* EXERCISE DETAILS *
Please copy the items verbatim, beginning at the line that contains "Give the outline of every instance of the wood" and stopping after the line that contains "[[[154,127],[83,125],[75,134],[58,192],[184,191]]]".

(Collection entries)
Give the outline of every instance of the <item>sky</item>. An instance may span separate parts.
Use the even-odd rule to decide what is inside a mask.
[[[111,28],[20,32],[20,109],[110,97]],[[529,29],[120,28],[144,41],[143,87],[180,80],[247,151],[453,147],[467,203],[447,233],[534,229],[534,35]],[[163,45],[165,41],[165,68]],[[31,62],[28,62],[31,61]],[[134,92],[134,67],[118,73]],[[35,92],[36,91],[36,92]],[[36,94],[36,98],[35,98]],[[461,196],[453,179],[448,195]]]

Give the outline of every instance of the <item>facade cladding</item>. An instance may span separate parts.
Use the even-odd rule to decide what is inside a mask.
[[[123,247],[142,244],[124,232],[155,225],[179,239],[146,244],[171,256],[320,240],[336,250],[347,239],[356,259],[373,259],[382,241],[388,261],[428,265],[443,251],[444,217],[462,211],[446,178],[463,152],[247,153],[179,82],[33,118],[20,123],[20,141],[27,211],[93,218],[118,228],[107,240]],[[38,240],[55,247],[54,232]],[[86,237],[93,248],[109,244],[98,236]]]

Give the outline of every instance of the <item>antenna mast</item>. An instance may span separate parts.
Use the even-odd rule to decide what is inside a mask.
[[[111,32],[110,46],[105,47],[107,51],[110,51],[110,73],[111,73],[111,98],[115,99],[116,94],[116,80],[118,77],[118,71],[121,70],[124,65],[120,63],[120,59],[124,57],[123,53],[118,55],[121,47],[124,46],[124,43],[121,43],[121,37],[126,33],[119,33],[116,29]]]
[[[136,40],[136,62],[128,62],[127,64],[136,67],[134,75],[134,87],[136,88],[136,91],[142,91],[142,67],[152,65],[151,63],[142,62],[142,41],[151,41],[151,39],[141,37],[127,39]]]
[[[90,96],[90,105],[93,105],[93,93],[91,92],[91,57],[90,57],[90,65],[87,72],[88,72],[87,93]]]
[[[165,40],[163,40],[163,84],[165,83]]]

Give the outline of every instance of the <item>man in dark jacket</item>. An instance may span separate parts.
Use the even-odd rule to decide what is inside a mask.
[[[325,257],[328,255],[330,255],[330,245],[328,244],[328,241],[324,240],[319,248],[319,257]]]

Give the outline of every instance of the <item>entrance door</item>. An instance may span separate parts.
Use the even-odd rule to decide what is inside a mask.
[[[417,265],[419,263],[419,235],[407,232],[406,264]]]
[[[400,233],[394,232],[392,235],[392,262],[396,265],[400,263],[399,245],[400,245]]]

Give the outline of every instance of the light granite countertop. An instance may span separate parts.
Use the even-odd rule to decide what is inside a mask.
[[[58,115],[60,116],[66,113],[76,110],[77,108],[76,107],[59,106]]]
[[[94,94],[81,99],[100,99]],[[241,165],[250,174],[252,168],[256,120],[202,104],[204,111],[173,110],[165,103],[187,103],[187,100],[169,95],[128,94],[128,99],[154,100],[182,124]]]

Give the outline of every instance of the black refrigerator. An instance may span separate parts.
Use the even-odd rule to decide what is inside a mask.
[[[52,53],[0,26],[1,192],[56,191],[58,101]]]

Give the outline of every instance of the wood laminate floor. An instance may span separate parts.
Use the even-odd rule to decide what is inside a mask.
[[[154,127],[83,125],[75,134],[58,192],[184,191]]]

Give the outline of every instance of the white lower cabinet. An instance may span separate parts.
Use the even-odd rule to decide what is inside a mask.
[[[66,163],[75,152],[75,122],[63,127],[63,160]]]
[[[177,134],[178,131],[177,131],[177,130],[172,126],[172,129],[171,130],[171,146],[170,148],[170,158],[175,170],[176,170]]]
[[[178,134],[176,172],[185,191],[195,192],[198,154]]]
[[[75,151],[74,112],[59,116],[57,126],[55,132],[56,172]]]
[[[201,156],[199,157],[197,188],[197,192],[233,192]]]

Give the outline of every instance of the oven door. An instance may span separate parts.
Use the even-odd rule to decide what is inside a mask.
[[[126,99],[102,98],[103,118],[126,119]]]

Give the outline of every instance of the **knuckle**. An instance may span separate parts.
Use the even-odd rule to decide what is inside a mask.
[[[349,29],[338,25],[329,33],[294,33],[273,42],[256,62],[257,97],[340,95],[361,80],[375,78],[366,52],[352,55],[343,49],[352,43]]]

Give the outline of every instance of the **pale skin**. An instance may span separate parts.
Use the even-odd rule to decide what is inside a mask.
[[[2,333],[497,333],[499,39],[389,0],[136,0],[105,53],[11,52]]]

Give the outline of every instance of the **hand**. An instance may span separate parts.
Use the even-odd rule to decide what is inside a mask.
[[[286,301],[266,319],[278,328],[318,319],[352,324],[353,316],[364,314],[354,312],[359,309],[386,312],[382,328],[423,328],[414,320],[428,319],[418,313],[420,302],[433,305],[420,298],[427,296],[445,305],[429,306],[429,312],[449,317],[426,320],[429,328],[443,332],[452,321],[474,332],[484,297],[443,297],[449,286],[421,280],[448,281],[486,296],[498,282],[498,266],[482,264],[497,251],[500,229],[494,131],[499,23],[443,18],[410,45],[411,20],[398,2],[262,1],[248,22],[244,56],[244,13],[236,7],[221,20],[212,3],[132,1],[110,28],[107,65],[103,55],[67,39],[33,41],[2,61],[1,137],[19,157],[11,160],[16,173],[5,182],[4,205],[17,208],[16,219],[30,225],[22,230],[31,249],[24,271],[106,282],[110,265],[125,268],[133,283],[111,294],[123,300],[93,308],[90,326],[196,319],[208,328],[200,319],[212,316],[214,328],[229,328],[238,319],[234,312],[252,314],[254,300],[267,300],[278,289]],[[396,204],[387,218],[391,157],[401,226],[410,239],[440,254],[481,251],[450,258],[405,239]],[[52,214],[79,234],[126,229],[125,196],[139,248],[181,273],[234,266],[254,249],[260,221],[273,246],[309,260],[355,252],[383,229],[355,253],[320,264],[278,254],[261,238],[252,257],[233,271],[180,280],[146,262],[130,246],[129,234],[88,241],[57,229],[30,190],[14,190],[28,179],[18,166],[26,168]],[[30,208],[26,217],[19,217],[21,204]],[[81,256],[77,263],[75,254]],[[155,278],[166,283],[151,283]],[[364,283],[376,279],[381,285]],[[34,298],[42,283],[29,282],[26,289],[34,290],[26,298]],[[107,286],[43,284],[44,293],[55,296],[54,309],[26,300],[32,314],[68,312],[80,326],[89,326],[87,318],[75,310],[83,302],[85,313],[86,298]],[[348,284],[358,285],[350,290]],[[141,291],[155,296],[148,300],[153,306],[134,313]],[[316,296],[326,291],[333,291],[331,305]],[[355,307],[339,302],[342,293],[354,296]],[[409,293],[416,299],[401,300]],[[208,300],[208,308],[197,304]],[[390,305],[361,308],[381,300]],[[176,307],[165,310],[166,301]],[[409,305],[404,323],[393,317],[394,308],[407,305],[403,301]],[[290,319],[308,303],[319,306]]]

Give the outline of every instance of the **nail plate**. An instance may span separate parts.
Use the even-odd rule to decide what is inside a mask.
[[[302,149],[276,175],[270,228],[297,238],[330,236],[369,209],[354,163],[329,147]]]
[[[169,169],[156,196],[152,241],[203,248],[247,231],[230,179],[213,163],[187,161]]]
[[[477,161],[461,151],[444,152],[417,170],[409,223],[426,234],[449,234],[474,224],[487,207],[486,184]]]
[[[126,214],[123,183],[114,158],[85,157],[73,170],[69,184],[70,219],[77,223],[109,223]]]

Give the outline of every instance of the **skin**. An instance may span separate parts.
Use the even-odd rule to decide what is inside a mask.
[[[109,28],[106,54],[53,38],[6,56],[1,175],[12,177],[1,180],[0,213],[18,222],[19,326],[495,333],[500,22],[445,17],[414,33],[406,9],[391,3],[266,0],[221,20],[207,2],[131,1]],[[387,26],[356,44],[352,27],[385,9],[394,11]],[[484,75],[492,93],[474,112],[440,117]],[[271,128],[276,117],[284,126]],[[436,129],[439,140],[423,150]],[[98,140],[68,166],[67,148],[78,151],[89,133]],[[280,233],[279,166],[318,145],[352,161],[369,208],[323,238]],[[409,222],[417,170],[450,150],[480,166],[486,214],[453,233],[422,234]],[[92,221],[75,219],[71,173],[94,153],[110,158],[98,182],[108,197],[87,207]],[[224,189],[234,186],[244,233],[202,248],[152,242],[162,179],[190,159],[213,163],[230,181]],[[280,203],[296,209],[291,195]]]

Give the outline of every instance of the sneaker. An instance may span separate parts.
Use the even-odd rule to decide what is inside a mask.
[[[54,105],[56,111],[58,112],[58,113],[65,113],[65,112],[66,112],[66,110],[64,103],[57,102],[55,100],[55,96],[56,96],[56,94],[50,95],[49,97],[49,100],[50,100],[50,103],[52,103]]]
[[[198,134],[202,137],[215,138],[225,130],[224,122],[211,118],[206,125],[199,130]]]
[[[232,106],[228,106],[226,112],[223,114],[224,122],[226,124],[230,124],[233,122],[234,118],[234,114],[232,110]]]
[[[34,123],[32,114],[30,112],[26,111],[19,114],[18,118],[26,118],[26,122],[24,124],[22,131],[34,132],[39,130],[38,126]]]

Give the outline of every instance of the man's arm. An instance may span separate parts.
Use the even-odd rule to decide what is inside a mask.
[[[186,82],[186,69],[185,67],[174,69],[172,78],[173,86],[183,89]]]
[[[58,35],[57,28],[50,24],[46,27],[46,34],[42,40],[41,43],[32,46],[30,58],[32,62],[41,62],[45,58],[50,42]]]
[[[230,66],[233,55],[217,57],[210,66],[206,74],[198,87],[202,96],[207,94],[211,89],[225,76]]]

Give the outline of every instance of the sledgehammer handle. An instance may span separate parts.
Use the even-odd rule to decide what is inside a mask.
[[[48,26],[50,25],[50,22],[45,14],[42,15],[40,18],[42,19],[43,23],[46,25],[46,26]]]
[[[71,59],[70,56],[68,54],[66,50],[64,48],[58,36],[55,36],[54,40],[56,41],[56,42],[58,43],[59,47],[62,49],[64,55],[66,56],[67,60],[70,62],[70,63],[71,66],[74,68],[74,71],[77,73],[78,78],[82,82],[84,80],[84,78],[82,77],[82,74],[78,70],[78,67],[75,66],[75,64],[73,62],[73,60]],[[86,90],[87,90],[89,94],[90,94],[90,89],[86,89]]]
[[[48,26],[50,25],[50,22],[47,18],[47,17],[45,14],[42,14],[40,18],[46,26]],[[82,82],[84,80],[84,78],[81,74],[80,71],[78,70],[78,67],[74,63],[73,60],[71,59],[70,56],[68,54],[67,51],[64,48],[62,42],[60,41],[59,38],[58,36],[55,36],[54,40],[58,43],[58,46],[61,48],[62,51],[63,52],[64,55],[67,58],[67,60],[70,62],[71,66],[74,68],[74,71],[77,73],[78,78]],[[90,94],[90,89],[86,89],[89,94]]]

* RESULT *
Give the outline of every instance of the wood laminate floor. An instance may span separate parts.
Use the even-odd rule to decide what is inside a mask.
[[[154,127],[83,125],[75,134],[58,192],[184,191]]]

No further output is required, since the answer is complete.